» **INFORMATION**
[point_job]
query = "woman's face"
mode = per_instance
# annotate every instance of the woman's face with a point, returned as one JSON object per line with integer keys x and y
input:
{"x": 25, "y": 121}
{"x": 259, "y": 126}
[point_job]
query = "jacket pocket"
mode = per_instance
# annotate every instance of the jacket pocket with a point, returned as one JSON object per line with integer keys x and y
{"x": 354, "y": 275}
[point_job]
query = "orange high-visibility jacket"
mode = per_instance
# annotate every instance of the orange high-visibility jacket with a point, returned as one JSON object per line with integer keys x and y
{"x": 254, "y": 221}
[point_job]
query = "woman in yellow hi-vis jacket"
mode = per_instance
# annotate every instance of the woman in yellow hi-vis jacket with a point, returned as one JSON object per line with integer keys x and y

» **GOAL OF THE EXERCISE**
Read through the data above. Report each line that has the word "query".

» **ANSWER FOR THIS EXERCISE**
query = "woman's face"
query = "jacket pocket"
query = "orange high-visibility jacket"
query = "woman in yellow hi-vis jacket"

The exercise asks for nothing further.